Supplied entries:
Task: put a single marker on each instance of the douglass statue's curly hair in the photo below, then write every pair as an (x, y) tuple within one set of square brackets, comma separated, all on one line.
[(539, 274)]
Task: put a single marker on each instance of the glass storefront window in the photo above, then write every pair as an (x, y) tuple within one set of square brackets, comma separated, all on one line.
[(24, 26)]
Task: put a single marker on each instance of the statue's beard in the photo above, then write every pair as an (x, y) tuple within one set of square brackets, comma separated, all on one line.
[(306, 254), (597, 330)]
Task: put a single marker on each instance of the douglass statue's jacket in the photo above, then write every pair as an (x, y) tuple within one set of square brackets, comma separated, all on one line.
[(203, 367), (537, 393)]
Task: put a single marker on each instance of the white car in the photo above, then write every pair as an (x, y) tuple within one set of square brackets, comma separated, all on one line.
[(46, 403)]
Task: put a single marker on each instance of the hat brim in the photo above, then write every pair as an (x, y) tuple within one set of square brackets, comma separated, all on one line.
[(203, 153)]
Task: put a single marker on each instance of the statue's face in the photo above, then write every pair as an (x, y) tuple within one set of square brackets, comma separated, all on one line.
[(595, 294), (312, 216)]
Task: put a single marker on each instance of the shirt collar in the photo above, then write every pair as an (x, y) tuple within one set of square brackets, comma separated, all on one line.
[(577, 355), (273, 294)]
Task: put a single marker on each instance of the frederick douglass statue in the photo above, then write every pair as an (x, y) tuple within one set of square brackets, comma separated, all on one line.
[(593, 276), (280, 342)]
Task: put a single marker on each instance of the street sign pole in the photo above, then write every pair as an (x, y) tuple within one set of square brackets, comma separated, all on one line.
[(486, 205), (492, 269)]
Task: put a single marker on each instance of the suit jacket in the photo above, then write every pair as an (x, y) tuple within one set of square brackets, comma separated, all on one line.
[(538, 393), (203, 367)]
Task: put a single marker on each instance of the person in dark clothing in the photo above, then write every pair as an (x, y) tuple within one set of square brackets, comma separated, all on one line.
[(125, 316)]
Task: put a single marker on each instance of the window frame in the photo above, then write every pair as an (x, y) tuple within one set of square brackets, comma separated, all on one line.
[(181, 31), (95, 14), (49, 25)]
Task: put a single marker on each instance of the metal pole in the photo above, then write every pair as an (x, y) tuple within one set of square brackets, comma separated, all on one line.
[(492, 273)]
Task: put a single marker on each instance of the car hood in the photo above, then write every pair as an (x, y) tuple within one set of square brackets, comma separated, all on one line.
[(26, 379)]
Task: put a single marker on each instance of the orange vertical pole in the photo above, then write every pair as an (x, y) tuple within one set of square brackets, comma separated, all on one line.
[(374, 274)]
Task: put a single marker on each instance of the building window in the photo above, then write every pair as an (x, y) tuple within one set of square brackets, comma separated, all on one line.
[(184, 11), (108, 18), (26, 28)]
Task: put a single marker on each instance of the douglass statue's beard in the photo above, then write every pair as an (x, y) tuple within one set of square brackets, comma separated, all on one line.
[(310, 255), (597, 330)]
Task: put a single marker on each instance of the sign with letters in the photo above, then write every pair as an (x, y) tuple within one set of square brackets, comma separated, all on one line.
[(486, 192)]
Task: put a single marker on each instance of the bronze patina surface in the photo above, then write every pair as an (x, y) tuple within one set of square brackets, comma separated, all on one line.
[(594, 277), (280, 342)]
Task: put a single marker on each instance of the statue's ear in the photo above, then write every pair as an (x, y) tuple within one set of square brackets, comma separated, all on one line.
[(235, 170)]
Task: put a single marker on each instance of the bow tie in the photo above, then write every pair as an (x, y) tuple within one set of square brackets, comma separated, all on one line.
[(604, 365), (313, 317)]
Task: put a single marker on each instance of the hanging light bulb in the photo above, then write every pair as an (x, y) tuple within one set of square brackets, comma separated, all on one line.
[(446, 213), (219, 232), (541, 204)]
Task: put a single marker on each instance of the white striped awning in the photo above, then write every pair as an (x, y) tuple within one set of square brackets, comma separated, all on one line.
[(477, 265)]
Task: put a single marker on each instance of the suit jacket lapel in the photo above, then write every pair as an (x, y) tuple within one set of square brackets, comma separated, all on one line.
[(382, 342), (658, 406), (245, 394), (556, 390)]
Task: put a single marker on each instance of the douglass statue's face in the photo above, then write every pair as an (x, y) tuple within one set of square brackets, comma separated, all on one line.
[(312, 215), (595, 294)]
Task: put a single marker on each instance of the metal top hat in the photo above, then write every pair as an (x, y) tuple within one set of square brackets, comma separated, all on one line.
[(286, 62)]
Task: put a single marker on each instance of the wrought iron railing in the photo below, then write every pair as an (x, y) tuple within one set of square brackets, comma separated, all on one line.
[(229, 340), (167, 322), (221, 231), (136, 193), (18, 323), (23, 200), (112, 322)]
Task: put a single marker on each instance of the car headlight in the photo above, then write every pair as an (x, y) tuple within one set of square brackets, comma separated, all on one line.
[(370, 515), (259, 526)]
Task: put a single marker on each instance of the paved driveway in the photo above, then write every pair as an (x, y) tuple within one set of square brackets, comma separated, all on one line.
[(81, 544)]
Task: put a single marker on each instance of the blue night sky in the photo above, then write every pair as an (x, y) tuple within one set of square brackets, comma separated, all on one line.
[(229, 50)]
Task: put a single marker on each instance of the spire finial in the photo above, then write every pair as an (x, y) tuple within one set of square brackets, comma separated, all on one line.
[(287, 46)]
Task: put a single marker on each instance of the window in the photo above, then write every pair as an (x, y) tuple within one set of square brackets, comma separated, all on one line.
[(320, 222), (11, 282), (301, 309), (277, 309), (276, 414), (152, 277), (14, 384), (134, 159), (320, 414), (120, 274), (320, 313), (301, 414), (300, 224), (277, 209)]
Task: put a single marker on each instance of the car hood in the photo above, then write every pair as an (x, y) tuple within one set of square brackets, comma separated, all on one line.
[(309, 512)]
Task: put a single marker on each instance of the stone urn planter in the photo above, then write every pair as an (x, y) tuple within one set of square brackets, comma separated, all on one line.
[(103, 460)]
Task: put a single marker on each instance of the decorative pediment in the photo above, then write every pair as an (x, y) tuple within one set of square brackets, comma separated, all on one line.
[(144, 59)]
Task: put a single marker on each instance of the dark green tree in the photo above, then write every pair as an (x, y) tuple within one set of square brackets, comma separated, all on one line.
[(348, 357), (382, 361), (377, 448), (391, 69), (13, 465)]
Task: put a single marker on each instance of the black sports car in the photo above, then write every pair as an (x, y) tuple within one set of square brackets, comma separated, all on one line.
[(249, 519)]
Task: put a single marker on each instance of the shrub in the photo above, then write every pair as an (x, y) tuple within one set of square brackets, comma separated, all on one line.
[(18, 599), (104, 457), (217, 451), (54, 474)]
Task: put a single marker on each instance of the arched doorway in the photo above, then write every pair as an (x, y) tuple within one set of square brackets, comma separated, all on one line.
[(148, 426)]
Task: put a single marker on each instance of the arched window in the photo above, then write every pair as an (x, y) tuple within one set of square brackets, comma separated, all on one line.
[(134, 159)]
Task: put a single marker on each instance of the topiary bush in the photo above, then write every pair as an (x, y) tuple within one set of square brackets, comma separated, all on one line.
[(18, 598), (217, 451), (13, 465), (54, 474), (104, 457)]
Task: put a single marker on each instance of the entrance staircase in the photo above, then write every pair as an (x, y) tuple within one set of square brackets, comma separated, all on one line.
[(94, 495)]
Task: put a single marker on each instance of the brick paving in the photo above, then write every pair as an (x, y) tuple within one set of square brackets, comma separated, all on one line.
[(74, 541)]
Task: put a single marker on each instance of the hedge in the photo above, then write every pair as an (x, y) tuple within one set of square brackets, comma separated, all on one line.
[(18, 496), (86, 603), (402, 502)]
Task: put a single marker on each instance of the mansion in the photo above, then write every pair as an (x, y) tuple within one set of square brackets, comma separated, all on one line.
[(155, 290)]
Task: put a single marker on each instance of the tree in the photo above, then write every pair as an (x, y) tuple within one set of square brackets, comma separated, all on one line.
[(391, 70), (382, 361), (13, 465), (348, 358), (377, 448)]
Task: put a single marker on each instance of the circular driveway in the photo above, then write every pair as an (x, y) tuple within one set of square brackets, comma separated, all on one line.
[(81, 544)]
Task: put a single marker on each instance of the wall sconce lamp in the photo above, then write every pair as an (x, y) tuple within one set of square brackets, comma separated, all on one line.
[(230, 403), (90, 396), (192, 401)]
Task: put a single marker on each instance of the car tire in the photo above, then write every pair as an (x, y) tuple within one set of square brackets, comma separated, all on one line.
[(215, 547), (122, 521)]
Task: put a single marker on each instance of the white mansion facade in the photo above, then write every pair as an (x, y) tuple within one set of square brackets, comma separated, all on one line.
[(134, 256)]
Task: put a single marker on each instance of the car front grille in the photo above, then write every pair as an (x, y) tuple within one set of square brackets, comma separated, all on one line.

Given exercise:
Output the records from the start through the line containing "[(539, 274)]" as a two-column CSV with the headers request and answer, one row per request, putting each value in a single quoted field with line breaks replaced by spaces.

Solution:
request,answer
"Task: put a single marker on each instance of the douglass statue's curly hair in the photo below, then write every pair as an (x, y) tuple within one set of square brackets, comma separated, all on one line.","[(539, 274)]"